---------- DATA EXTRACTS
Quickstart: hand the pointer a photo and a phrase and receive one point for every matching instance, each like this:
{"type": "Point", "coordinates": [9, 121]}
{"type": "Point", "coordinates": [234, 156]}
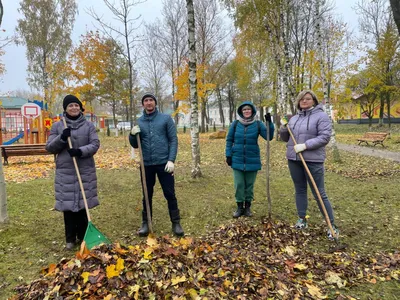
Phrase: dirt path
{"type": "Point", "coordinates": [365, 150]}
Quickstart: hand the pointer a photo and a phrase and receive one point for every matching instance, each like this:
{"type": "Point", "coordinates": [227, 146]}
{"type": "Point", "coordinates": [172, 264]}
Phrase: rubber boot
{"type": "Point", "coordinates": [176, 225]}
{"type": "Point", "coordinates": [239, 211]}
{"type": "Point", "coordinates": [247, 212]}
{"type": "Point", "coordinates": [144, 229]}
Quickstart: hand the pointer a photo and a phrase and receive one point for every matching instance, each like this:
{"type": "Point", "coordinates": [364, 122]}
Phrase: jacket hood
{"type": "Point", "coordinates": [239, 110]}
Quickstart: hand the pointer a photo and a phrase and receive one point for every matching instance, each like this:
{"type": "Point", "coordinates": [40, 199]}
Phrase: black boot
{"type": "Point", "coordinates": [239, 211]}
{"type": "Point", "coordinates": [144, 229]}
{"type": "Point", "coordinates": [176, 225]}
{"type": "Point", "coordinates": [247, 212]}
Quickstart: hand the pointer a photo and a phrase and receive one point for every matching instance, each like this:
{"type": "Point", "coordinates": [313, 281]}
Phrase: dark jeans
{"type": "Point", "coordinates": [167, 182]}
{"type": "Point", "coordinates": [300, 179]}
{"type": "Point", "coordinates": [75, 225]}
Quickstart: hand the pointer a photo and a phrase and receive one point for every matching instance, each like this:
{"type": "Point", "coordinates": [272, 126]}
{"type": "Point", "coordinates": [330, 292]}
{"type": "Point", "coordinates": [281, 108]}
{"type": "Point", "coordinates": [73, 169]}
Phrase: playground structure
{"type": "Point", "coordinates": [31, 124]}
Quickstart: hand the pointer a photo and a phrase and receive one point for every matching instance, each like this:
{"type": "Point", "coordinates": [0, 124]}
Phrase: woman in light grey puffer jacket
{"type": "Point", "coordinates": [311, 128]}
{"type": "Point", "coordinates": [85, 143]}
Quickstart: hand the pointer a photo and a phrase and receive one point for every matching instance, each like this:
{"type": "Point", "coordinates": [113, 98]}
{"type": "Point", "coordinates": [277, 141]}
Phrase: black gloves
{"type": "Point", "coordinates": [75, 152]}
{"type": "Point", "coordinates": [66, 133]}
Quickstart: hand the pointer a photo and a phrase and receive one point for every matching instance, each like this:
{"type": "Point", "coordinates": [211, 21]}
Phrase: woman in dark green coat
{"type": "Point", "coordinates": [243, 154]}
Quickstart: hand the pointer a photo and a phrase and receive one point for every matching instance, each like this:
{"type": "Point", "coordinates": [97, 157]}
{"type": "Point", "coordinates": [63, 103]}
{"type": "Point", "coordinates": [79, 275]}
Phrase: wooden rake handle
{"type": "Point", "coordinates": [78, 174]}
{"type": "Point", "coordinates": [328, 221]}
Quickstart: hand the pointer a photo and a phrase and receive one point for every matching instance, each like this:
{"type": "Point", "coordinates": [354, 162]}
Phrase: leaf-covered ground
{"type": "Point", "coordinates": [237, 261]}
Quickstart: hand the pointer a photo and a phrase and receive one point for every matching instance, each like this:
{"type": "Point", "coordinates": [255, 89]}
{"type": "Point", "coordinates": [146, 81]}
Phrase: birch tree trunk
{"type": "Point", "coordinates": [318, 16]}
{"type": "Point", "coordinates": [194, 114]}
{"type": "Point", "coordinates": [3, 197]}
{"type": "Point", "coordinates": [395, 4]}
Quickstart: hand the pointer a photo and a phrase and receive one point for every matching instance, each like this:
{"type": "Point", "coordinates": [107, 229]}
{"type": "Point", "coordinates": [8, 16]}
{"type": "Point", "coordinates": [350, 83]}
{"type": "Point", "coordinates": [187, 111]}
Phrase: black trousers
{"type": "Point", "coordinates": [167, 182]}
{"type": "Point", "coordinates": [75, 225]}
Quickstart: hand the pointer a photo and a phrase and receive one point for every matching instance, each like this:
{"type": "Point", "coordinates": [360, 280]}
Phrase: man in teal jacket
{"type": "Point", "coordinates": [243, 154]}
{"type": "Point", "coordinates": [159, 148]}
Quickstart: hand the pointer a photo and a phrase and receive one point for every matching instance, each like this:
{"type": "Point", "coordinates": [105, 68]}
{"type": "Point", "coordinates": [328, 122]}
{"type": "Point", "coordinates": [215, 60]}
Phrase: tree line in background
{"type": "Point", "coordinates": [273, 50]}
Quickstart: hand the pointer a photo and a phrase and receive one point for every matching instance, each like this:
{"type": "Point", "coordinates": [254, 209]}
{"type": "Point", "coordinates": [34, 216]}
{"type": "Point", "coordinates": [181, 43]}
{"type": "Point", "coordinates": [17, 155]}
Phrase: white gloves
{"type": "Point", "coordinates": [284, 121]}
{"type": "Point", "coordinates": [135, 130]}
{"type": "Point", "coordinates": [300, 148]}
{"type": "Point", "coordinates": [169, 167]}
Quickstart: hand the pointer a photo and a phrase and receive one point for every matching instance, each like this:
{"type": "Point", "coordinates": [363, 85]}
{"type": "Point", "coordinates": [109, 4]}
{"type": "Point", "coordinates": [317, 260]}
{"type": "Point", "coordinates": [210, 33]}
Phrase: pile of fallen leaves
{"type": "Point", "coordinates": [237, 261]}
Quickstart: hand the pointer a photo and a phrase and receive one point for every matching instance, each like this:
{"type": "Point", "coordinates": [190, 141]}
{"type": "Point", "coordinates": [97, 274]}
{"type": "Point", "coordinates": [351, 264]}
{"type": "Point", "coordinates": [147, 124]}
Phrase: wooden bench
{"type": "Point", "coordinates": [373, 137]}
{"type": "Point", "coordinates": [22, 150]}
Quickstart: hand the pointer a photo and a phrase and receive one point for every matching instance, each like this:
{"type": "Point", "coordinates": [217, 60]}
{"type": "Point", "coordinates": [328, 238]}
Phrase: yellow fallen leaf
{"type": "Point", "coordinates": [290, 250]}
{"type": "Point", "coordinates": [193, 294]}
{"type": "Point", "coordinates": [315, 291]}
{"type": "Point", "coordinates": [111, 271]}
{"type": "Point", "coordinates": [85, 276]}
{"type": "Point", "coordinates": [134, 289]}
{"type": "Point", "coordinates": [120, 265]}
{"type": "Point", "coordinates": [147, 253]}
{"type": "Point", "coordinates": [300, 267]}
{"type": "Point", "coordinates": [227, 283]}
{"type": "Point", "coordinates": [152, 241]}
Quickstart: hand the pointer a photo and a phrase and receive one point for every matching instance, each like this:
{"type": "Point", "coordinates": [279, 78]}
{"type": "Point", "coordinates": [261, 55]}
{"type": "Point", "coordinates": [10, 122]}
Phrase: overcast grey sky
{"type": "Point", "coordinates": [15, 56]}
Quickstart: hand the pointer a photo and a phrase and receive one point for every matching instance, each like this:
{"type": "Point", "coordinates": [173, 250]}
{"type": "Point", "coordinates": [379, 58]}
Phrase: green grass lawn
{"type": "Point", "coordinates": [366, 208]}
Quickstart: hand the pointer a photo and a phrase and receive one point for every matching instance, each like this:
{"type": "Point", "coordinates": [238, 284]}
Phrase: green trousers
{"type": "Point", "coordinates": [244, 185]}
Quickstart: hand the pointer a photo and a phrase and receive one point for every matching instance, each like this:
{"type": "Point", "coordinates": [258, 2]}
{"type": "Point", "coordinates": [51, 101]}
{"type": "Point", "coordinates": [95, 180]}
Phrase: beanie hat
{"type": "Point", "coordinates": [149, 95]}
{"type": "Point", "coordinates": [71, 99]}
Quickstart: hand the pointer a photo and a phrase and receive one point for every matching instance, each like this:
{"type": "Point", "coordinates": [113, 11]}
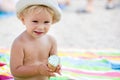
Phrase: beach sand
{"type": "Point", "coordinates": [97, 30]}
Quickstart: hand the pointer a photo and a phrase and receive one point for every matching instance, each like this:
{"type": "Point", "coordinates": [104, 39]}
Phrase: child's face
{"type": "Point", "coordinates": [37, 24]}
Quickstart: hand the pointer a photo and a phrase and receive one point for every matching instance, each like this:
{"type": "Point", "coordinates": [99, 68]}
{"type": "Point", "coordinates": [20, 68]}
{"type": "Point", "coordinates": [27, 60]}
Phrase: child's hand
{"type": "Point", "coordinates": [44, 70]}
{"type": "Point", "coordinates": [58, 69]}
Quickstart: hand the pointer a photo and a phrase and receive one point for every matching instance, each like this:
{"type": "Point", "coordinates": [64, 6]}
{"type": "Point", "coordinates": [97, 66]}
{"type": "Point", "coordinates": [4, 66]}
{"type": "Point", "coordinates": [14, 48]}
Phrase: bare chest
{"type": "Point", "coordinates": [36, 52]}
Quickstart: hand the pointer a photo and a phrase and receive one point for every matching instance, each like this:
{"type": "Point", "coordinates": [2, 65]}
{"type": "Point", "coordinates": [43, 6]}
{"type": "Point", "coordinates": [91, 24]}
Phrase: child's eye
{"type": "Point", "coordinates": [46, 22]}
{"type": "Point", "coordinates": [35, 21]}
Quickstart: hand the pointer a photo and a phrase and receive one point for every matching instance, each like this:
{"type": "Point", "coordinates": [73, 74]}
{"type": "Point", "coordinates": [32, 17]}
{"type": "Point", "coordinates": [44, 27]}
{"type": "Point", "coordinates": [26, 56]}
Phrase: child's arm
{"type": "Point", "coordinates": [18, 69]}
{"type": "Point", "coordinates": [53, 50]}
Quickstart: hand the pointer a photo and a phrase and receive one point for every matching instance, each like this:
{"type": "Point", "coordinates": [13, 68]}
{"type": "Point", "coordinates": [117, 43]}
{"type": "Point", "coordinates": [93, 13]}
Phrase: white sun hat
{"type": "Point", "coordinates": [53, 4]}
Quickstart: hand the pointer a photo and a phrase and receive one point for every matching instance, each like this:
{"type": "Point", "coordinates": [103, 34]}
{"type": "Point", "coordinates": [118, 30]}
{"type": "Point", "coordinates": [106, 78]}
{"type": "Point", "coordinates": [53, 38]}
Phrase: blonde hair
{"type": "Point", "coordinates": [37, 8]}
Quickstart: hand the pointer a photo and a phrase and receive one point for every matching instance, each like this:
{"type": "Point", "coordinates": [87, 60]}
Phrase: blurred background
{"type": "Point", "coordinates": [85, 24]}
{"type": "Point", "coordinates": [88, 35]}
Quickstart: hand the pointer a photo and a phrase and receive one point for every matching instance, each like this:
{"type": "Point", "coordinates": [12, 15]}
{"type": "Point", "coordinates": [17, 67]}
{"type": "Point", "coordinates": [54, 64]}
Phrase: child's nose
{"type": "Point", "coordinates": [41, 26]}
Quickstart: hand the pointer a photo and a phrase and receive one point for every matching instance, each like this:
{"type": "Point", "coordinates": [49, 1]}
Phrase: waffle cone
{"type": "Point", "coordinates": [51, 67]}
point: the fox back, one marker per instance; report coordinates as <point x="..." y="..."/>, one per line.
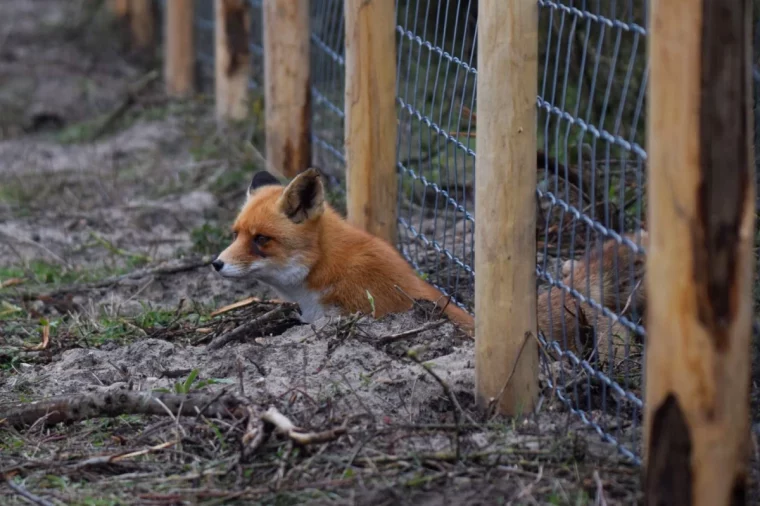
<point x="289" y="238"/>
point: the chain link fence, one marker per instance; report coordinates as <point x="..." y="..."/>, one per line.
<point x="591" y="163"/>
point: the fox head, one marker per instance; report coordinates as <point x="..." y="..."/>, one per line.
<point x="276" y="233"/>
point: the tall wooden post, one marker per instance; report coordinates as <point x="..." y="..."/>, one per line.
<point x="232" y="58"/>
<point x="287" y="86"/>
<point x="700" y="265"/>
<point x="371" y="119"/>
<point x="179" y="61"/>
<point x="506" y="351"/>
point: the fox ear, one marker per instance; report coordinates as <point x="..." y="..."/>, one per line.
<point x="304" y="198"/>
<point x="262" y="178"/>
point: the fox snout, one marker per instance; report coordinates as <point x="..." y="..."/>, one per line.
<point x="231" y="269"/>
<point x="218" y="264"/>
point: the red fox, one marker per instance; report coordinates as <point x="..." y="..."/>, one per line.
<point x="289" y="238"/>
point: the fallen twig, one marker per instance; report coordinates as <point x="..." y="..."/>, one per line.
<point x="492" y="402"/>
<point x="112" y="404"/>
<point x="241" y="331"/>
<point x="286" y="428"/>
<point x="11" y="282"/>
<point x="26" y="494"/>
<point x="244" y="303"/>
<point x="45" y="339"/>
<point x="450" y="394"/>
<point x="411" y="333"/>
<point x="111" y="459"/>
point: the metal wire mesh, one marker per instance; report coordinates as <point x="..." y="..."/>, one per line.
<point x="591" y="99"/>
<point x="436" y="147"/>
<point x="591" y="172"/>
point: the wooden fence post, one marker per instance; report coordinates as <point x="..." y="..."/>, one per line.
<point x="287" y="74"/>
<point x="179" y="62"/>
<point x="506" y="350"/>
<point x="232" y="58"/>
<point x="700" y="260"/>
<point x="371" y="118"/>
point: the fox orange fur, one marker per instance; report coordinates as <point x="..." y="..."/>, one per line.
<point x="289" y="238"/>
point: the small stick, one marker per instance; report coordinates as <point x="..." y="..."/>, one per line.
<point x="494" y="400"/>
<point x="288" y="429"/>
<point x="244" y="303"/>
<point x="26" y="494"/>
<point x="411" y="333"/>
<point x="241" y="331"/>
<point x="45" y="339"/>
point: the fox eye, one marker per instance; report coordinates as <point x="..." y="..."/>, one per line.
<point x="261" y="240"/>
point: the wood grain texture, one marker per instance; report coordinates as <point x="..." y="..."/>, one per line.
<point x="371" y="120"/>
<point x="287" y="86"/>
<point x="179" y="58"/>
<point x="232" y="64"/>
<point x="701" y="216"/>
<point x="505" y="210"/>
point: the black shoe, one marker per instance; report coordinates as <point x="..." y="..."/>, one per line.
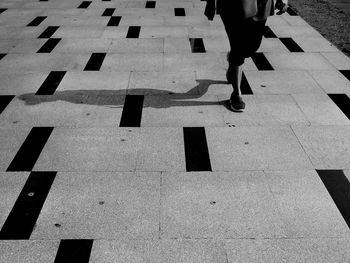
<point x="236" y="103"/>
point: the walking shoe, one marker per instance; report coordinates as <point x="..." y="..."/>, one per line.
<point x="236" y="103"/>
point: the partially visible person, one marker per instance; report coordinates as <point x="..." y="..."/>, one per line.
<point x="244" y="22"/>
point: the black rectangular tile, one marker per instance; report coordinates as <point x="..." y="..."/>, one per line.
<point x="51" y="83"/>
<point x="346" y="73"/>
<point x="291" y="44"/>
<point x="133" y="32"/>
<point x="197" y="45"/>
<point x="49" y="45"/>
<point x="114" y="21"/>
<point x="85" y="4"/>
<point x="24" y="214"/>
<point x="261" y="62"/>
<point x="4" y="101"/>
<point x="95" y="62"/>
<point x="151" y="4"/>
<point x="196" y="149"/>
<point x="74" y="250"/>
<point x="108" y="12"/>
<point x="37" y="21"/>
<point x="180" y="12"/>
<point x="132" y="111"/>
<point x="48" y="32"/>
<point x="343" y="103"/>
<point x="338" y="187"/>
<point x="291" y="12"/>
<point x="268" y="33"/>
<point x="245" y="87"/>
<point x="30" y="150"/>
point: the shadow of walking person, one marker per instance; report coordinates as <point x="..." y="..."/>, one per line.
<point x="116" y="98"/>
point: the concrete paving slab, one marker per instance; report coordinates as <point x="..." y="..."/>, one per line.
<point x="100" y="205"/>
<point x="255" y="148"/>
<point x="218" y="205"/>
<point x="28" y="251"/>
<point x="288" y="250"/>
<point x="327" y="146"/>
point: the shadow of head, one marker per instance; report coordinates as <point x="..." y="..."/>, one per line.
<point x="116" y="98"/>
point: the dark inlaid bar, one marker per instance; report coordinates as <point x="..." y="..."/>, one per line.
<point x="261" y="62"/>
<point x="37" y="21"/>
<point x="133" y="32"/>
<point x="338" y="187"/>
<point x="180" y="12"/>
<point x="197" y="45"/>
<point x="245" y="87"/>
<point x="108" y="12"/>
<point x="151" y="4"/>
<point x="74" y="250"/>
<point x="24" y="214"/>
<point x="49" y="45"/>
<point x="346" y="73"/>
<point x="196" y="149"/>
<point x="5" y="101"/>
<point x="132" y="111"/>
<point x="291" y="44"/>
<point x="85" y="4"/>
<point x="48" y="32"/>
<point x="114" y="21"/>
<point x="95" y="62"/>
<point x="343" y="103"/>
<point x="268" y="33"/>
<point x="51" y="83"/>
<point x="30" y="150"/>
<point x="291" y="12"/>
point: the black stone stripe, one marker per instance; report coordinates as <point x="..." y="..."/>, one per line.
<point x="24" y="214"/>
<point x="346" y="73"/>
<point x="150" y="4"/>
<point x="108" y="12"/>
<point x="245" y="87"/>
<point x="133" y="32"/>
<point x="132" y="111"/>
<point x="291" y="44"/>
<point x="95" y="62"/>
<point x="5" y="101"/>
<point x="197" y="45"/>
<point x="338" y="187"/>
<point x="74" y="250"/>
<point x="261" y="62"/>
<point x="268" y="33"/>
<point x="343" y="103"/>
<point x="114" y="21"/>
<point x="291" y="12"/>
<point x="51" y="83"/>
<point x="196" y="149"/>
<point x="84" y="4"/>
<point x="49" y="45"/>
<point x="48" y="32"/>
<point x="30" y="150"/>
<point x="37" y="21"/>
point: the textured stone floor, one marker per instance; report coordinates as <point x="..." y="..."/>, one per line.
<point x="117" y="144"/>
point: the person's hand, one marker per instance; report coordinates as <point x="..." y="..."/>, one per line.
<point x="281" y="6"/>
<point x="209" y="11"/>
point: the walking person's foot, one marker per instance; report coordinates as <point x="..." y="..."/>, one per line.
<point x="236" y="103"/>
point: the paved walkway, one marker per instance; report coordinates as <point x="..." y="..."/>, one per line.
<point x="116" y="145"/>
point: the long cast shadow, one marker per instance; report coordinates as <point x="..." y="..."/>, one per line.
<point x="116" y="98"/>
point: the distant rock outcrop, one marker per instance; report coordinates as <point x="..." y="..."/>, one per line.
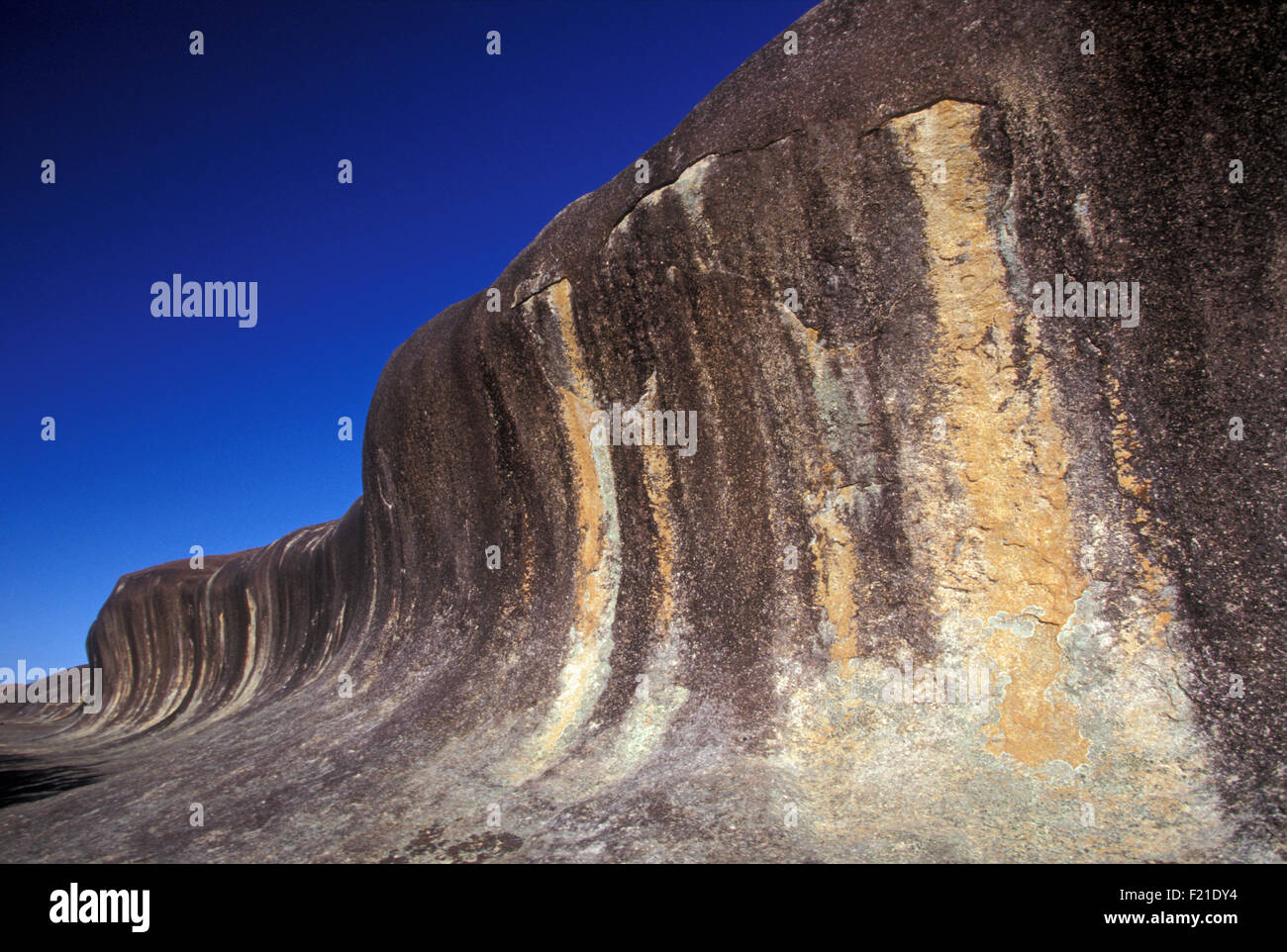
--------------------
WHAT YOU HAVE TO DO
Return the line containing "point: the long" and every line after it through the end of the records above, exactly and nothing else, but not the pictures.

ANSWER BOX
point: the long cast shadow, one marker per instance; report coordinates as <point x="..." y="..."/>, one per line.
<point x="116" y="98"/>
point: the distant rock outcrop, one marker per instance; report coordinates as <point x="..." y="..."/>, one per line.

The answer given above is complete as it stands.